---- Extract provided
In this economy, a college education is more important than ever: The unemployment rate for college graduates is 3.8 percent, compared to 7.8 percent for everyone else. Yet, the exploding costs of education are causing some students to graduate with heavy debt burdens.

The federal government has a multi-pronged agenda for dealing with this crisis, including loans and grants. To bolster this agenda, policymakers should direct their attention towards another pillar of education policy: increasing individual savings for college.

Currently, the federal government encourages individual college savings by authorizing states to run so-called “529 plans.” 529 plans receive a significant tax subsidy: investment gains are free of tax, so long as the proceeds are used to fund higher education expenses. Adding to their appeal, many states also grant a credit or deduction for contributions to a 529 plan.

Despite these attractive features, 529 plans haven’t caught on with the public at large. A report by the General Accountability Office (GAO), the federal government’s watchdog, found that only 6 percent of families with children own either a 529 account or its cousin, a Coverdell account. A report by Sallie Mae found that only one quarter of college savers used a 529 plan.

Furthermore, 529 savers tend to be well-off. The GAO report discovered that the median 529 plan account-holder had yearly income of $140,000, compared to about $40,000 for everyone else. Thus, the tax benefits of 529 plans, to the tune of roughly $2 billion per year, disproportionately go to well-off households.

Updating the 529 Plan Model

Why do few middle income families use 529 plans? To some extent, the slow economy has caused college savings to take a backseat to retirement savings or pressing needs. This economic reality will pose challenges to any educations savings scheme.

Nevertheless, some modest reforms to 529 plans could make them more attractive to middle-income families. Most critically, the government should do a better job at spreading the word about these plans. According to the Sallie Mae report, only 37 percent of those without a 529 account even knew of the plans’ existence. At no great expense, the federal government could expand the mandate of the Department of Education (ED) to include marketing 529 plans.

As part of this marketing campaign, ED should guide people through the sometimes confusing choices that people face when they consider investing in a 529 plan. These choices can be overwhelming to many families. Currently, an individual can invest in the 529 plan of almost any state, each of which has several separate investment options and widely varying fees.
--------
---- Supplied entries
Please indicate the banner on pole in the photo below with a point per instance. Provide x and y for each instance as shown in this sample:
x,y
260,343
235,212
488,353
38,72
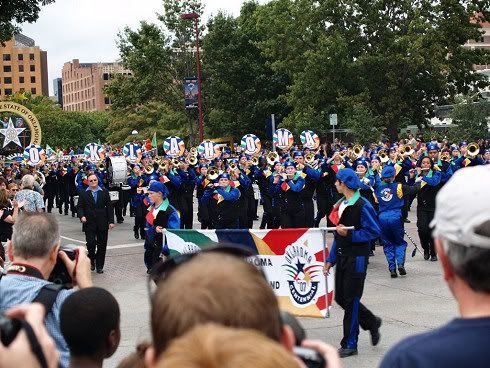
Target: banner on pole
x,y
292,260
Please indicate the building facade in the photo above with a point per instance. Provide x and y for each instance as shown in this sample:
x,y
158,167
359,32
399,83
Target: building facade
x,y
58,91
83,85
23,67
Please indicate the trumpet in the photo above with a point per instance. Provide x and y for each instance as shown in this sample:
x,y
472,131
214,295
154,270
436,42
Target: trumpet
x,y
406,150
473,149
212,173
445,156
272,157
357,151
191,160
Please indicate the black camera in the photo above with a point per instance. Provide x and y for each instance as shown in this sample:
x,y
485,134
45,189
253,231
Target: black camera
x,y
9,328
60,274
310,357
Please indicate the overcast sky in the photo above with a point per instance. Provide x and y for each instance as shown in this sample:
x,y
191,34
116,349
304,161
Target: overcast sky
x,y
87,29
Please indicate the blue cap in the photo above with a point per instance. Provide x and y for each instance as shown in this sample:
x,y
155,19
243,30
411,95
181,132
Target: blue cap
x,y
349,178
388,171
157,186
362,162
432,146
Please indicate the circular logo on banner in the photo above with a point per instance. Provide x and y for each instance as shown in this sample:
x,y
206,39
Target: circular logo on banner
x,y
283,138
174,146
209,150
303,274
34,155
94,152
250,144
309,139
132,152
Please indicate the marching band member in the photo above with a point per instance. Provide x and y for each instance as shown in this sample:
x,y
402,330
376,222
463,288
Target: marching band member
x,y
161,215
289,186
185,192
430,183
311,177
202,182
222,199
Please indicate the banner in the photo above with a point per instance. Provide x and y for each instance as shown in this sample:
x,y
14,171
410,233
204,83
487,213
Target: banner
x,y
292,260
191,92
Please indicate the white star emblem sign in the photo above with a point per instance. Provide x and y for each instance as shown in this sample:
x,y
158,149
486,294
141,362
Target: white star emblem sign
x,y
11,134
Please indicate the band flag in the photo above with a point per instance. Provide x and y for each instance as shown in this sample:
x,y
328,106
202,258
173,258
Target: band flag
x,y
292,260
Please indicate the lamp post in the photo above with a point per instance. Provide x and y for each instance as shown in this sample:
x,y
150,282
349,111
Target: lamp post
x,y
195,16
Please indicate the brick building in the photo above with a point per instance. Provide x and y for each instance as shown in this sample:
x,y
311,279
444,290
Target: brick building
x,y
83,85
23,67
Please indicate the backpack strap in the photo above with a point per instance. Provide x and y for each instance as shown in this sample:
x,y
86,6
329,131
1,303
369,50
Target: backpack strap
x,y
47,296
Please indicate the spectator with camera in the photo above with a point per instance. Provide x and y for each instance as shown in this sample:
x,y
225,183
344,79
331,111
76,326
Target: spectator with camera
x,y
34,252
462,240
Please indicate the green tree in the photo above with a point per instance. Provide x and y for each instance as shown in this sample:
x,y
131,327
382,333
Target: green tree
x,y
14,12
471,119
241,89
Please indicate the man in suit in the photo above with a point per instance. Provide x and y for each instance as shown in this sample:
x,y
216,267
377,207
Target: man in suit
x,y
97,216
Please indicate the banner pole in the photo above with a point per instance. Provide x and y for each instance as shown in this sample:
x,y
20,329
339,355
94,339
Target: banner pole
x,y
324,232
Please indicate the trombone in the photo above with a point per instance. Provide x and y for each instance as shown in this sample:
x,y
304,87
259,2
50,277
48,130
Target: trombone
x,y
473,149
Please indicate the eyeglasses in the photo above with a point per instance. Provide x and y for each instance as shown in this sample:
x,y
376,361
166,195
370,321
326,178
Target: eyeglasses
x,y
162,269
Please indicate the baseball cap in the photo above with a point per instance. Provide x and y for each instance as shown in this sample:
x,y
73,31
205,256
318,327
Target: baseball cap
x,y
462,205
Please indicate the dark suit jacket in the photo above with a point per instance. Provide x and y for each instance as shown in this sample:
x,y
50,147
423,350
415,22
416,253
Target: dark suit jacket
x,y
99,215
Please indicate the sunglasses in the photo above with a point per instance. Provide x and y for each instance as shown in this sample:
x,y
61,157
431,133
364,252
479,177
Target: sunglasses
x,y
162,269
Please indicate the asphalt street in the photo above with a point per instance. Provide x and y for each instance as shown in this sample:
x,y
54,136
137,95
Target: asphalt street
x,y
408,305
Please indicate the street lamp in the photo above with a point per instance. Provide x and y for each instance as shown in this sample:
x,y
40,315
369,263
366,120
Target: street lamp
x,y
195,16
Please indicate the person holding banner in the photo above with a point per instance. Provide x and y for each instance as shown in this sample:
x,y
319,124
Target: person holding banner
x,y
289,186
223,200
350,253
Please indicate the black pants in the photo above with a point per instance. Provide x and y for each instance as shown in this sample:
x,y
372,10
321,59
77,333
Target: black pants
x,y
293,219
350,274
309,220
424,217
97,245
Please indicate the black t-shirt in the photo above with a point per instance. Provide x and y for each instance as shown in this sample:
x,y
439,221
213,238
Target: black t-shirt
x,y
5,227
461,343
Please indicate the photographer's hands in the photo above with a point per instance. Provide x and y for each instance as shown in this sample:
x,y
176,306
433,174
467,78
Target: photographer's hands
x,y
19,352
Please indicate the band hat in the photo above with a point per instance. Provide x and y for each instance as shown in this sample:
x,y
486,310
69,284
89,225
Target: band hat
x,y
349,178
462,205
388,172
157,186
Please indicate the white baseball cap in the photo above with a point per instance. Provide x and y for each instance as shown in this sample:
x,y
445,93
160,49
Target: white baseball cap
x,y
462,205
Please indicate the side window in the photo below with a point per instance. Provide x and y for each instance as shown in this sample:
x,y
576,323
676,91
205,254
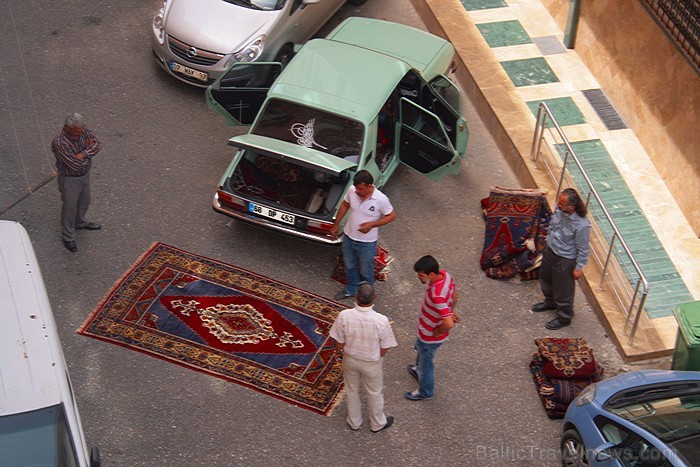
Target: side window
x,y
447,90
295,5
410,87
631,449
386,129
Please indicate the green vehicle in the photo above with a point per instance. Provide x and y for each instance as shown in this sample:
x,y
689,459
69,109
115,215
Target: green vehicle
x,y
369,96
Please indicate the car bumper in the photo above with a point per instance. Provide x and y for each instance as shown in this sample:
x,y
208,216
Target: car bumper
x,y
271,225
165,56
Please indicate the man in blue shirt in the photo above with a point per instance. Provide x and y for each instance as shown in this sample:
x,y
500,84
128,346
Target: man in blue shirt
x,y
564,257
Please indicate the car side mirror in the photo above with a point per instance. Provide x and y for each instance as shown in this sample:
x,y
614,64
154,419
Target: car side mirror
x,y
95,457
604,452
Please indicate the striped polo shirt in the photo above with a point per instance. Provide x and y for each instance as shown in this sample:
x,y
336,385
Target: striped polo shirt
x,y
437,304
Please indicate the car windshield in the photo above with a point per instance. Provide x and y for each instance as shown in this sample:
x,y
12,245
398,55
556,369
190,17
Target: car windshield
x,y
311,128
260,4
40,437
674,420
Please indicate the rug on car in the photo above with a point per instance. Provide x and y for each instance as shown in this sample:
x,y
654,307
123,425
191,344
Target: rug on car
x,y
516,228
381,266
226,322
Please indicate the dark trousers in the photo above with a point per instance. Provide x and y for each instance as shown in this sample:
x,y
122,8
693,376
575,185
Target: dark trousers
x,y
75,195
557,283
--------
- _Problems to work on_:
a) List every figure given as a percentage in the article on 529 college savings plans.
b) Retype the passage of the 529 plans article starting at "Why do few middle" and ending at "educations savings scheme.".
c) Continue the article on 529 college savings plans after its last sentence.
You won't need the records for any of this.

- _Solved problems_:
a) 3.8 percent, 7.8 percent, 6 percent, 37 percent

b)
Why do few middle income families use 529 plans? To some extent, the slow economy has caused college savings to take a backseat to retirement savings or pressing needs. This economic reality will pose challenges to any educations savings scheme.

c)
The ED should make clear that the choice is actually relatively simple for many people. If you live in one of the 29 states (plus the District of Columbia) that offers special tax breaks to contributions to that state’s 529 plan, you should contribute to your state’s own plan. State tax deductions or credits typically outweigh any differences in fees.

For everyone else, the ED should establish a consumer-friendly website that compares the 529 plans of all states—with a prominent emphasis on fees. While there are already private websites that analyze plans of different states, a standardized method for comparing these plans would be useful.

Flexibility Is Needed

Lastly, the federal government should provide more flexibility to 529 account-holders whose children decide not to attend college. If the 529 account is ultimately not needed for education, the earnings will be taxed at regular tax rates plus 10 percent—a hefty penalty. While parents should start a college savings plan when their children are very young, they might fear that none of their children will attend college years later. (Parents may freely switch beneficiaries between family members in the same generation.)

To reduce this risk, the government should allow parents—if none of their children attend college by age 30—to transfer the investments in a 529 account into a Roth IRA for their own retirement. That way, parents could be confident that their savings could be used whether or not their children decide to go to college.

The government could make up for any lost revenue by phasing out the tax-advantaged Coverdell education savings account. Currently, Coverdell accounts are used by a very small number of sophisticated investors, mostly to save for private secondary school expenses. Eliminating the Coverdell account would also reduce the overwhelming number of decisions that middle class families must make when establishing a college savings plan.

In short, the tough economy is making it hard for families to save for education, preventing some young people from attending college and saddling the rest with too much debt. While 529 plans are not a panacea, better marketing and design of these plans can generate more college savings.